Data entries
· · · · ·

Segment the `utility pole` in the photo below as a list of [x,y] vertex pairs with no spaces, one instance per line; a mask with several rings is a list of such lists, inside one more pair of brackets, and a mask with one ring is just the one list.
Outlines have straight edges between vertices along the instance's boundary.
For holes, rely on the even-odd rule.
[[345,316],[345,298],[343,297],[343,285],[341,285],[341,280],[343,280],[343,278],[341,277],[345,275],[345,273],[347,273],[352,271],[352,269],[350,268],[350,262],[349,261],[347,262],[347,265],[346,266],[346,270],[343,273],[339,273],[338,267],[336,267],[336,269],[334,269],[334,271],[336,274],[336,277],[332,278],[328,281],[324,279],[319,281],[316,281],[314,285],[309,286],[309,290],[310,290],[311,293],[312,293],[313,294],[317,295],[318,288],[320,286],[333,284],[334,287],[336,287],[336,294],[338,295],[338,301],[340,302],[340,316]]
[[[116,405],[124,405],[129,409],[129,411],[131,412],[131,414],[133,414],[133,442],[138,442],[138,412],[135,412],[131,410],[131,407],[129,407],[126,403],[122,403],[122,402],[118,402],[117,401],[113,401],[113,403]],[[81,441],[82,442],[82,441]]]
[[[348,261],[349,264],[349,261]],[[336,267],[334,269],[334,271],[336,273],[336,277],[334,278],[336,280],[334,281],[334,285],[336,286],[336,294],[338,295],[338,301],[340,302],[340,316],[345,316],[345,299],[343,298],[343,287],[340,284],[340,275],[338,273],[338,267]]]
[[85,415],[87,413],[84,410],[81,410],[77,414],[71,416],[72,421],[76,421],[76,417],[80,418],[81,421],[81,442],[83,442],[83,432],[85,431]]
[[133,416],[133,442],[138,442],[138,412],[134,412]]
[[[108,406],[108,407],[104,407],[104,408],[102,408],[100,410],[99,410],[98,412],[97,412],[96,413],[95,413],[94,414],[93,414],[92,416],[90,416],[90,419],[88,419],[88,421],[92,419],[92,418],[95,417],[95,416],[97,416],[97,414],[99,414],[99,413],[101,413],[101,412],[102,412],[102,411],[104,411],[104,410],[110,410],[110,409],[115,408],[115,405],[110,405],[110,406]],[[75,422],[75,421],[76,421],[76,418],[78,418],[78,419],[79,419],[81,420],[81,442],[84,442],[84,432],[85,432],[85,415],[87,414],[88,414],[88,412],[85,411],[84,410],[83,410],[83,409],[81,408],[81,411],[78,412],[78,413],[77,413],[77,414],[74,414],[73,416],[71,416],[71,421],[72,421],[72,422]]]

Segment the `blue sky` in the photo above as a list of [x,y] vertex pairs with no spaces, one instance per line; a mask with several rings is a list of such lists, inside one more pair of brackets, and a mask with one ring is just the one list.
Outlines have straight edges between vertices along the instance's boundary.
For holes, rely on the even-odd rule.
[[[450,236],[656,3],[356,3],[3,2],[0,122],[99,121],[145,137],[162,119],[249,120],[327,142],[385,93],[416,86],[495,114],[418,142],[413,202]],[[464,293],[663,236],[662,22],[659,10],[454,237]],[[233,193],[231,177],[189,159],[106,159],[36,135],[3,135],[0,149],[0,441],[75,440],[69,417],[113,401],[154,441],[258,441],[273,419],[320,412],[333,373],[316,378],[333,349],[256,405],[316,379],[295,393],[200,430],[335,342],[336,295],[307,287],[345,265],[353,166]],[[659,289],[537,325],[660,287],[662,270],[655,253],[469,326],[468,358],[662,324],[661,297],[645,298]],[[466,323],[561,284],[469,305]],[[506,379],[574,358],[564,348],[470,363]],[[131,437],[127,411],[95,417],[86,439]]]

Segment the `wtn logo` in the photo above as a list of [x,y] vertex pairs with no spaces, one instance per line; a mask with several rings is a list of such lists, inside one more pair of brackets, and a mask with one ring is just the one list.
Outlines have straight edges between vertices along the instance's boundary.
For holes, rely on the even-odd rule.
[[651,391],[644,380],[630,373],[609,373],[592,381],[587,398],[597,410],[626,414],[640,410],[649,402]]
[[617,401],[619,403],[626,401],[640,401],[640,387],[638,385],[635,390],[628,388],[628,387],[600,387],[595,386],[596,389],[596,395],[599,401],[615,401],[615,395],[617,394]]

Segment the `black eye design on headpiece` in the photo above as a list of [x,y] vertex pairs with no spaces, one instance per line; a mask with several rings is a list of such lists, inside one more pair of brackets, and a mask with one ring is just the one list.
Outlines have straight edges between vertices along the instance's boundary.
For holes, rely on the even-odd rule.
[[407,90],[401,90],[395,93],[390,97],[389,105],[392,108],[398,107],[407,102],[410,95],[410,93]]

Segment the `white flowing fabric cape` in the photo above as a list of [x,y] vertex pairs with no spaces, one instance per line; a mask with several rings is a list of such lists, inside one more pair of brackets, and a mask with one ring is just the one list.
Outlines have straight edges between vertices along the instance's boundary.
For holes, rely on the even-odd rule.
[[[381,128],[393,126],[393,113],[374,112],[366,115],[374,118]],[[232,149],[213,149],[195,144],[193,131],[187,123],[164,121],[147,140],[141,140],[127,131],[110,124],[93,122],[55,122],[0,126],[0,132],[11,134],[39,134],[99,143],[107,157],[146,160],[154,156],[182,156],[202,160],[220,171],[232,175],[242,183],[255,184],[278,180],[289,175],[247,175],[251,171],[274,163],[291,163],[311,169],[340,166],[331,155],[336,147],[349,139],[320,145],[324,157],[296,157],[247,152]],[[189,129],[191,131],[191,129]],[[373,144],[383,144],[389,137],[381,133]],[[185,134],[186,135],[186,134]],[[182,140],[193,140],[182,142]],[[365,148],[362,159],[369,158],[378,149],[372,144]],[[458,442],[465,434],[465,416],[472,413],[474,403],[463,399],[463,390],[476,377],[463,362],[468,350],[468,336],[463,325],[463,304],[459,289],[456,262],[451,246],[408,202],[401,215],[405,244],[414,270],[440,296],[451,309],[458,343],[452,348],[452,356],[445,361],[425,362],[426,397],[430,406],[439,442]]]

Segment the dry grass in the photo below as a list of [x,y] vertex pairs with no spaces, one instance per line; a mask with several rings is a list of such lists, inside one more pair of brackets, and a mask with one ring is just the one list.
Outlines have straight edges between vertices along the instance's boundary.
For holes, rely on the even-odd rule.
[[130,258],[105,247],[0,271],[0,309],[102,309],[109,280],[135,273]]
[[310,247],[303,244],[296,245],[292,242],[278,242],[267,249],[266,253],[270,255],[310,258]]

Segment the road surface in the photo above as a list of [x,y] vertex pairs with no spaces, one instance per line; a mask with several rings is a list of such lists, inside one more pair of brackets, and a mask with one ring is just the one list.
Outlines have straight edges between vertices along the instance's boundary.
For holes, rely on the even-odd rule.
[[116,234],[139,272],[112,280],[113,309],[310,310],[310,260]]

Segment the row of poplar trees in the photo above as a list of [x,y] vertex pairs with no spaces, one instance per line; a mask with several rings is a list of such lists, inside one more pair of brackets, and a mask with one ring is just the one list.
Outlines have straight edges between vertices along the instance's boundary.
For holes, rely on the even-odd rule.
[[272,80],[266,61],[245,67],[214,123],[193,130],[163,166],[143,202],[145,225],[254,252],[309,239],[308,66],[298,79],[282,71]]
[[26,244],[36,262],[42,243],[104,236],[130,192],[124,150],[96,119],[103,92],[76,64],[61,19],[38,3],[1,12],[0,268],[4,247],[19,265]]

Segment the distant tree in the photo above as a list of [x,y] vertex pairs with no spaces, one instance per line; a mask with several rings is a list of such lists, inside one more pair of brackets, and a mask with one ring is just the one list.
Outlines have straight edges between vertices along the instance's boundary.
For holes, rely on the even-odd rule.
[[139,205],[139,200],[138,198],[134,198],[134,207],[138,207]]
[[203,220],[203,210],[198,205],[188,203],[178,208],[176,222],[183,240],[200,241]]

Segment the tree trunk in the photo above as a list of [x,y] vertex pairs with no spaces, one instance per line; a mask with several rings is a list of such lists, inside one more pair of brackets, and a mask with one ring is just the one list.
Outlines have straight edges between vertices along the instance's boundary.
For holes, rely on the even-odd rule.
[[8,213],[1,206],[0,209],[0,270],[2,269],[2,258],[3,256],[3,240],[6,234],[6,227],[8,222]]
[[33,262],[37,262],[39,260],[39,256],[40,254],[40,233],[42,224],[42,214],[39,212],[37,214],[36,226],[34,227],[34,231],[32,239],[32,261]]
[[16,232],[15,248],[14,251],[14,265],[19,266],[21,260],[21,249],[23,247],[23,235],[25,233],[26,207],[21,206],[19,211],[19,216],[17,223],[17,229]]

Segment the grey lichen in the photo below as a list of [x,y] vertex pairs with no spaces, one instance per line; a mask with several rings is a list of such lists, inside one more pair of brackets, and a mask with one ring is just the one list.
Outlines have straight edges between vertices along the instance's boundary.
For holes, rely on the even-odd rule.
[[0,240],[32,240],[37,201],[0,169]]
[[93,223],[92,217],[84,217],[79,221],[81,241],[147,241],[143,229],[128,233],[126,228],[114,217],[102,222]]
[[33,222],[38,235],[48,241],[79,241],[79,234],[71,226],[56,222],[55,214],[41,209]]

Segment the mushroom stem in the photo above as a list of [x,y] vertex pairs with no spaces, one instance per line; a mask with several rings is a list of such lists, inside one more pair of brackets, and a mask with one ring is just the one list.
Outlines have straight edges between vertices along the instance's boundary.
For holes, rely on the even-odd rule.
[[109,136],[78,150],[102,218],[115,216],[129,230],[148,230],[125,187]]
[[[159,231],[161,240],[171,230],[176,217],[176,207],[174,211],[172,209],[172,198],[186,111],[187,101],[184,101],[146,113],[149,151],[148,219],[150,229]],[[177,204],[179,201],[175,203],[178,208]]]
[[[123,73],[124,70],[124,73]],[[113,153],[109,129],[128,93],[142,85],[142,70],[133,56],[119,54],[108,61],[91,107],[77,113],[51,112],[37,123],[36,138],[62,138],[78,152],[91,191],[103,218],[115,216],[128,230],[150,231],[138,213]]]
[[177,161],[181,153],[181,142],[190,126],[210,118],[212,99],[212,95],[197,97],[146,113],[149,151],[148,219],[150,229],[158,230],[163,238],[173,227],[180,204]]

· · · · ·

Exercise aim
Give back, verbatim, the lines of the listing starting at the line that contains "Segment the road" and ending at the line that contains "[[116,234],[139,272],[112,280],[113,309],[310,310],[310,260]]".

Reply to the exercise
Segment the road surface in the photo above as a list of [x,y] vertex pairs with no spaces, one instance per line; a mask with several rings is a list of such lists, inside one more pair of brackets, and a mask with one ring is just the one list.
Outlines have straight edges between vertices along the instance's boundary.
For holes, rely on the even-odd rule.
[[116,234],[139,272],[112,280],[113,309],[310,310],[310,260]]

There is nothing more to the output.